Referring expression pointing data
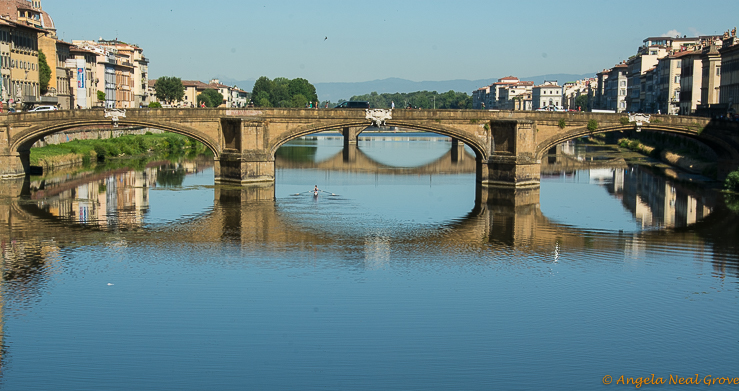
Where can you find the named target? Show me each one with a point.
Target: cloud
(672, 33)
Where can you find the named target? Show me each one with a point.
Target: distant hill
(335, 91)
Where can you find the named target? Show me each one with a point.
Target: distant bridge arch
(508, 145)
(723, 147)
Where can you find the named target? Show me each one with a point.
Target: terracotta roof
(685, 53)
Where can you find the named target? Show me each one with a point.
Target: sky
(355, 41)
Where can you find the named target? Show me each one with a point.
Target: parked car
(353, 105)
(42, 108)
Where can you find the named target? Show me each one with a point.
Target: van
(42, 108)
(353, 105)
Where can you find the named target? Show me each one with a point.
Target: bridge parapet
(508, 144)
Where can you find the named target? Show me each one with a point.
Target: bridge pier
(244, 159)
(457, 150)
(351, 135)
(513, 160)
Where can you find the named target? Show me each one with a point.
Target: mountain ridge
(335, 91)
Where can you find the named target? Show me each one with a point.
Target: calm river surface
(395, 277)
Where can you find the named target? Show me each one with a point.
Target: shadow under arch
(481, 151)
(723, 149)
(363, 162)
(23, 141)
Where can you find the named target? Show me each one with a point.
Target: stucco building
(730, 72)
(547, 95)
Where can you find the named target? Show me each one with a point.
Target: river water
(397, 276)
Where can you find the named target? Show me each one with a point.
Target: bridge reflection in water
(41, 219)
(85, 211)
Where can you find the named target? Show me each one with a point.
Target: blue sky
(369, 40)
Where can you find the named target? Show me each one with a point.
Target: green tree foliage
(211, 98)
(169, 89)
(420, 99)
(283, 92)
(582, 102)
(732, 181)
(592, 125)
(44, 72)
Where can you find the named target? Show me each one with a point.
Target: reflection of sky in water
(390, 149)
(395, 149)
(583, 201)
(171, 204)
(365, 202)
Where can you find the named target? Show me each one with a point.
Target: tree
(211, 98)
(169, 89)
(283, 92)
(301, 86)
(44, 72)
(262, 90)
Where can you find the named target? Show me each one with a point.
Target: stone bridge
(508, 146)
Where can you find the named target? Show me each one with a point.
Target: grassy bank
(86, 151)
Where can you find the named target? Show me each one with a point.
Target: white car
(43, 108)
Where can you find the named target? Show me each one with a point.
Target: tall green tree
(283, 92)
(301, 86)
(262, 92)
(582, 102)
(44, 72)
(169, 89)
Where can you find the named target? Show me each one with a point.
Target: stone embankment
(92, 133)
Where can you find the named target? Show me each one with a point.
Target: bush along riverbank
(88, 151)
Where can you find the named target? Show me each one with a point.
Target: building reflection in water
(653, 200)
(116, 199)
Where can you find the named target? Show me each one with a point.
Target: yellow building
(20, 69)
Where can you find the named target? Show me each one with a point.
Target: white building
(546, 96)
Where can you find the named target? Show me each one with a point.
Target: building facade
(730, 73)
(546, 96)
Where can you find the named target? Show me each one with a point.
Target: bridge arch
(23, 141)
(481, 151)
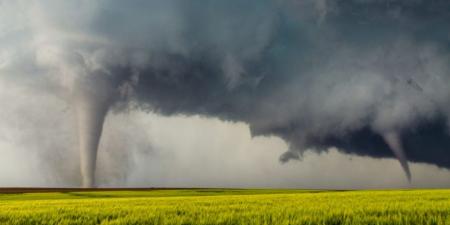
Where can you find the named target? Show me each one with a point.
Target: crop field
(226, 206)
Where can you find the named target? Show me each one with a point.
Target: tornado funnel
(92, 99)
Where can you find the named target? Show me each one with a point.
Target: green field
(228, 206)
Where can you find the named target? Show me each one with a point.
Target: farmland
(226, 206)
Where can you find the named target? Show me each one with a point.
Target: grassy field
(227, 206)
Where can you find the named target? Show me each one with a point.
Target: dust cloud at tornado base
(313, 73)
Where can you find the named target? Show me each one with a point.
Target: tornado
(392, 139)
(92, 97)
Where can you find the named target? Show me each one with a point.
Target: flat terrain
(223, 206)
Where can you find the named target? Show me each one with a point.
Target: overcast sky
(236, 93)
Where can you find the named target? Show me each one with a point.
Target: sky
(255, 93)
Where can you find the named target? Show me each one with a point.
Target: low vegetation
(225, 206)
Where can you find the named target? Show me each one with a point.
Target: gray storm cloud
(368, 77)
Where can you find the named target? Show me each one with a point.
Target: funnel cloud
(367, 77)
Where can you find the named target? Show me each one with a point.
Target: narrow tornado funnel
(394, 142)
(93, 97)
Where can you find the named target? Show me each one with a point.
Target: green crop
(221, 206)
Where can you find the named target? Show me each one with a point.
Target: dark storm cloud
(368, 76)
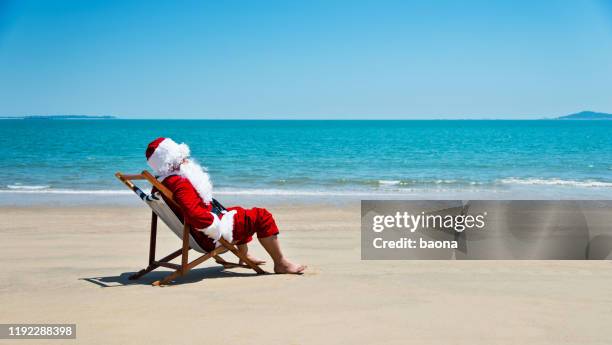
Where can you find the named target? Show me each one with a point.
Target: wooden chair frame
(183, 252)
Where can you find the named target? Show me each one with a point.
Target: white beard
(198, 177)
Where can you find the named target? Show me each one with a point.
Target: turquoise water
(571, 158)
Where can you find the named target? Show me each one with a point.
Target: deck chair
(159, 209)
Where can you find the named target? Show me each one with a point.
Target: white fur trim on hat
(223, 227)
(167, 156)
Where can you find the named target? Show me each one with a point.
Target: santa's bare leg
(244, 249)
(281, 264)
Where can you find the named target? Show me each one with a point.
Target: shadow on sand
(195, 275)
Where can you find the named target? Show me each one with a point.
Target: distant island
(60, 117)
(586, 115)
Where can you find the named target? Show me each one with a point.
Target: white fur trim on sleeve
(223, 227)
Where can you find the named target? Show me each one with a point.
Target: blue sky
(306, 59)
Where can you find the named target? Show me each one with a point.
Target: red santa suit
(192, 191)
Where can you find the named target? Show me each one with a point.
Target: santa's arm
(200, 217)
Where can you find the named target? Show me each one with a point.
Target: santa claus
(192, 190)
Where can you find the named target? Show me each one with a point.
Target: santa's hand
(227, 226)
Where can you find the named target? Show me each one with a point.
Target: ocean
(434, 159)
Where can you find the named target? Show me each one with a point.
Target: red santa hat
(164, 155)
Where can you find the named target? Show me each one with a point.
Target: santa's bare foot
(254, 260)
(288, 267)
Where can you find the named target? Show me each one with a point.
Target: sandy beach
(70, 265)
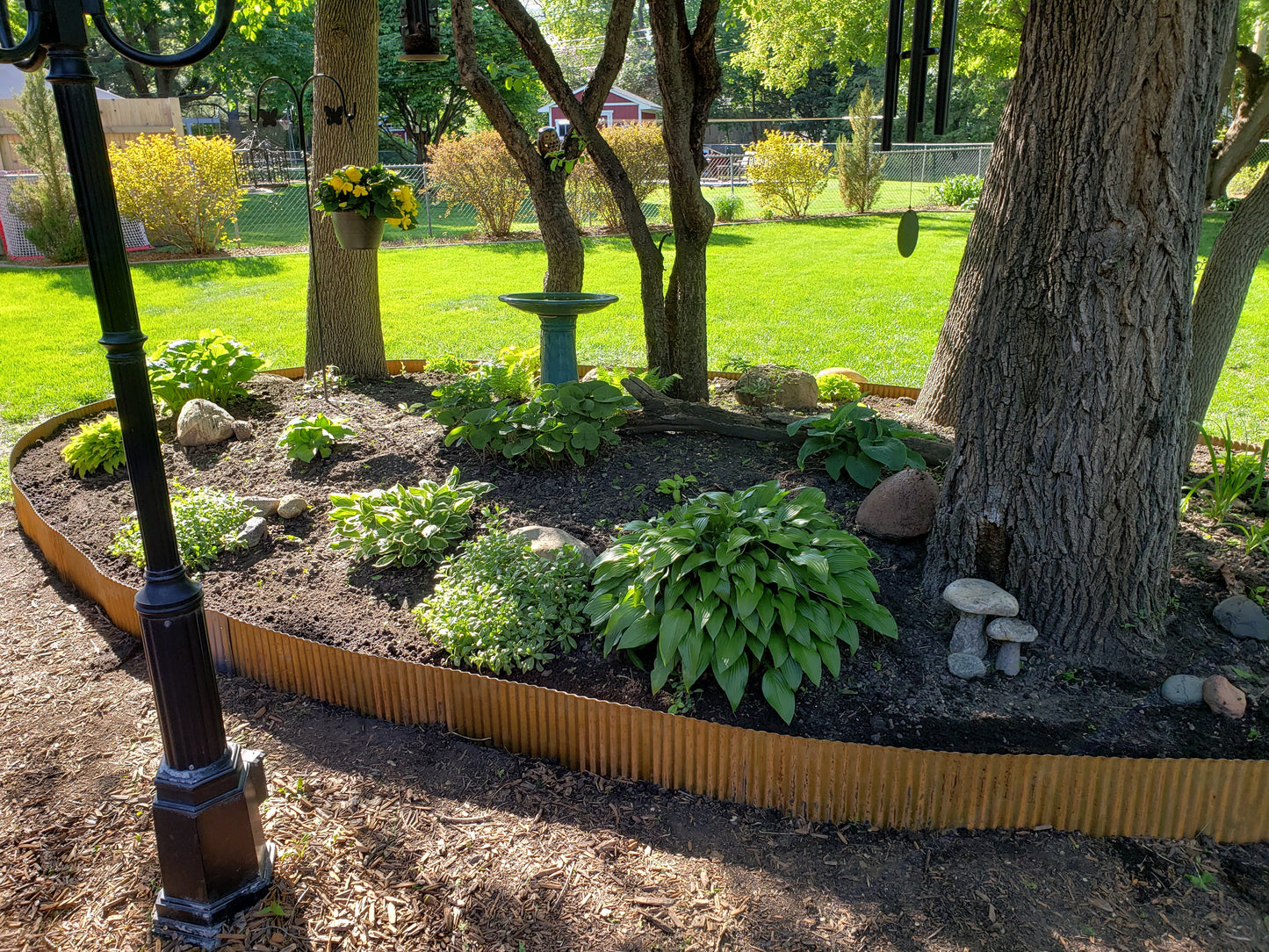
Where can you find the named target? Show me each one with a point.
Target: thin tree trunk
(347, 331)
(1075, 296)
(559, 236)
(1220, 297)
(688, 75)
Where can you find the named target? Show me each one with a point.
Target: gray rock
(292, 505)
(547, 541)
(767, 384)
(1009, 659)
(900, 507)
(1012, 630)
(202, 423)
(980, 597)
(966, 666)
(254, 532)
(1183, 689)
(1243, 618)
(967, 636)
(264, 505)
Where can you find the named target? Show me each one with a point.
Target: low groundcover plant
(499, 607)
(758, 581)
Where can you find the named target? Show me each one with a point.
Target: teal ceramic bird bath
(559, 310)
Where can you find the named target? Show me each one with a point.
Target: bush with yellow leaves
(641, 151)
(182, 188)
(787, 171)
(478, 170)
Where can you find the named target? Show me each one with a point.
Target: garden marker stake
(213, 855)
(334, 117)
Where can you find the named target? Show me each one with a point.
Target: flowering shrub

Prompt
Each entry needs to be returned verbatim, with its pictures left out.

Your response
Where can you find the named target? Show me each one with a point.
Target: cloud
(672, 33)
Where can you find the named target? Show me each one with a point.
Target: distant hill
(335, 91)
Where can you find the named target? Show me each one with a point.
Target: distant bridge arch
(508, 145)
(723, 147)
Where can you find the named target? Show me each one with a point.
Target: terracotta roof
(685, 53)
Where can you find the named target? Show me each one with a point.
Target: sky
(355, 41)
Where can you find the named target? Show me each one with a point.
Target: parked car
(353, 105)
(42, 108)
Where can you find the named target? Show me each one with a point.
Target: van
(42, 108)
(353, 105)
Where can you find the named target? Show me each one with a point.
Target: bridge parapet
(508, 144)
Where can you find the named target? Show me each one with a point.
Target: bridge pier
(244, 159)
(457, 150)
(351, 135)
(513, 160)
Where can you find the named target? Show me each one with a point.
Target: mountain ridge
(335, 91)
Where can you find the named target? Show me each one with a point.
Target: calm river surface
(395, 277)
Where can you find the named target? Show me each one with a point.
Target: shadow under arch
(481, 151)
(723, 149)
(363, 162)
(23, 141)
Where can you find the named target? Show me each one with a point.
Target: stucco building
(730, 72)
(547, 95)
Where can you find the named target? Show me each one with a point.
Target: river water
(397, 276)
Where can you find the named target? Show me each one with a point.
Target: bridge reflection in water
(41, 219)
(85, 211)
Where can you find the named target? Show me each one with a point.
Target: blue sky
(369, 40)
Where can you find the named target? Show me each one with a point.
Target: green tree foliage
(211, 98)
(169, 89)
(420, 99)
(283, 92)
(582, 102)
(732, 181)
(592, 125)
(44, 72)
Where can you find the named target? Show me each one with a point.
Target: reflection of sky in water
(390, 149)
(395, 149)
(583, 201)
(171, 204)
(365, 202)
Where can you find the named target? Show me each one with a point.
Target: tree
(211, 98)
(169, 89)
(283, 92)
(301, 86)
(44, 72)
(262, 90)
Where can you find the named target? Show me each one with a point.
Target: stone bridge
(508, 146)
Where can you find the named target? Show me each one with a point.
Target: grassy bank
(86, 151)
Where can you find the named target? Show me each one with a point.
Target: white car
(43, 108)
Where can you find the named target? Show me each one with a point.
Target: tall green tree
(283, 92)
(301, 86)
(262, 92)
(582, 102)
(44, 72)
(169, 89)
Where can you find the named target? Show me each one with a point.
Target: stone embankment
(92, 133)
Where can you find the named target? Show me each one with a point.
Target: bush along riverbank
(88, 151)
Where can you find the named target? Show me each one with a point.
Target: building reflection in water
(653, 200)
(116, 199)
Where can you find the named target? Show me each one with a point.
Target: yellow building
(20, 69)
Where can you find the named target? Show me each one with a point.
Target: white building
(546, 96)
Where can you find the named target? Show me each one with a point.
Target: building facade
(730, 73)
(546, 96)
Where can you find the named target? Show me each one with a point.
Target: bridge arch
(23, 141)
(481, 151)
Where can you find the named target? Show me each one with a point.
Target: crop field
(226, 206)
Where can you find the named target? Show me each one with a point.
Target: tornado funnel
(92, 99)
Where can you find the named target? Show me each one with a point.
Target: green field
(228, 206)
Where can you find the named target? Show me each one with a point.
Target: farmland
(226, 206)
Where can you find the named target? Show me each one with a point.
Target: grassy field
(227, 206)
Where can you find the named target? Show me each one with a point.
Target: dust cloud at tornado base
(313, 73)
Where can you find the named target? Show me each one with a point.
Target: tornado
(392, 139)
(92, 97)
Where can you find the named target? Show me each one with a point.
Target: flat terrain
(223, 206)
Where can you find the named target? Show me each one with a point.
Target: overcast sky
(236, 93)
Where can you find the named target? Show me each one with a point.
Target: sky
(255, 93)
Where can you find the named target? Show me each one with a point.
Target: low vegetation
(225, 206)
Where can you find the named target? Show me each one with a point.
Target: gray storm cloud
(368, 77)
Where can you find the named target? Show me each one with a point.
Target: funnel cloud
(367, 77)
Where can you find the named target? Show me each one with a point.
Target: narrow tornado funnel
(394, 142)
(93, 97)
Where can you find the named target? Show me each one with a point.
Target: green crop
(221, 206)
Where can you find the named target? Show me each one with a point.
Target: dark storm cloud
(368, 76)
Where can you find the named target? Show me each one with a point.
Target: wooden chair frame
(183, 252)
Where can you find the named target? Show me each one with a point.
Target: white beard
(198, 177)
Where can you find the named target? Show me each one with a point.
Target: turquoise water
(571, 158)
Where can you find the named target? Show me each one with a point.
Target: deck chair
(159, 209)
Where can you find the named target? Show me each one with a point.
Target: white fur trim on hat
(223, 227)
(167, 156)
Where can you find the named target? Show me each one with a point.
Target: santa's bare leg
(244, 249)
(281, 264)
Where can you find the named target? Show me each one with a point.
Target: shadow on sand
(195, 275)
Where can you find the named target? Show me each one with a point.
Target: distant island
(60, 117)
(586, 115)
Where can you find the named target? Show me each one with a point.
Target: white fur trim on sleeve
(223, 227)
Where can you find the named target? Show me each one with a point.
Target: blue sky
(306, 59)
Where can you find the named target? Show me each one with a point.
Target: red santa suit
(192, 191)
Where can you find the named target? Show me each one with a point.
Target: santa's arm
(200, 217)
Where can you find the named target? Show me each one with a point.
Target: santa claus
(192, 190)
Where can you find the named target? Show me each one with a point.
Target: santa's hand
(227, 226)
Where can you find the named target? Show me each one with a point.
Target: ocean
(434, 159)
Where can you find the named target? Show me each one with a point.
Target: red santa hat
(164, 155)
Where can you find the named target? Show me each one with a point.
Target: santa's bare foot
(254, 260)
(288, 267)
Where can you find the named target? Show me each one with a point.
Target: sandy beach
(70, 265)
Where can you find the named target? Show me each one with a point.
Target: thin tree trunk
(347, 331)
(1075, 296)
(559, 236)
(1220, 297)
(688, 75)
Where can you find the named target? Show me each one with a point.
Target: gray rock
(292, 505)
(547, 541)
(767, 384)
(1009, 659)
(900, 507)
(1012, 630)
(202, 423)
(980, 597)
(966, 666)
(254, 532)
(1183, 689)
(1243, 618)
(967, 636)
(264, 505)
Where can you find the named target? Show me each one with a point.
Target: low groundcover plant
(499, 607)
(758, 581)
Where can you find the named target? Show me each one with a point.
Target: teal ceramic bird bath
(559, 310)
Where can you find the named target? Show me each one with a point.
Target: bush with yellow leaves
(641, 151)
(182, 188)
(787, 171)
(478, 170)
Where can you find the named target? Show me each one with a point.
Target: garden marker stake
(213, 855)
(334, 117)
Where can you find the named target? Show me each one with a point.
Target: flowering shrub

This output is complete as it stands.